Not one result is for a child psychologist that offers telemedicine. The first seven results are all informational pieces about telemedicine and child psychology.

Why is that?

  • Because Google’s AI has learned that is what people want when they perform this search.

  • This does not mean that a child psychologist has no opportunities for growing a telehealth practice through SEO; it means that targeting “child psychologist telehealth” is not an appropriate goal for an SEO campaign. Good keyword research will uncover the opportunities for this practice by finding the problems that parents are researching online and how they search for a psychologist to work with their child.

  • Keyword Research Informs a Content Strategy

  • The key takeaway is that keyword research helps inform a content strategy so that you know what content to produce for your website that will drive business. The most common mistake I see with bad SEO companies is that they don’t understand the role of content in SEO.

  • The idea that simply producing tons of blog articles will help your website to rank well is nonsense. As a matter of fact, one of the quickest wins we often have with new SEO clients is when we remove site content that gets no organic traffic, often resulting in increases in impressions and clicks.

_AVAILABLE DATA_.

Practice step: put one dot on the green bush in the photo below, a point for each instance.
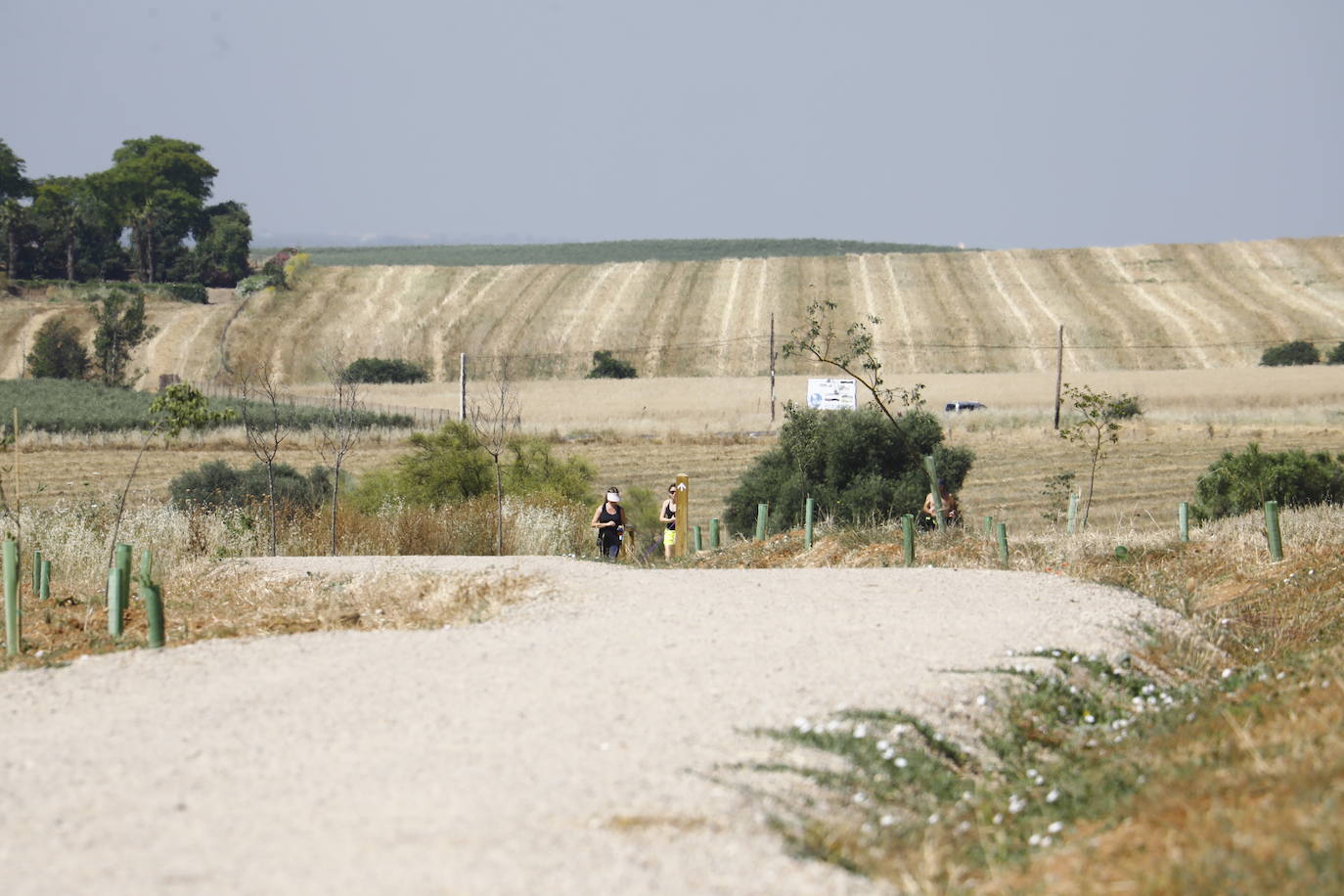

_THE PROBLEM_.
In the SEO text, what is one of the quickest wins with new SEO clients? The data comes from a source unrelated to the SEO text.

_RESULT OF THE EXERCISE_.
Removing site content that gets no organic traffic.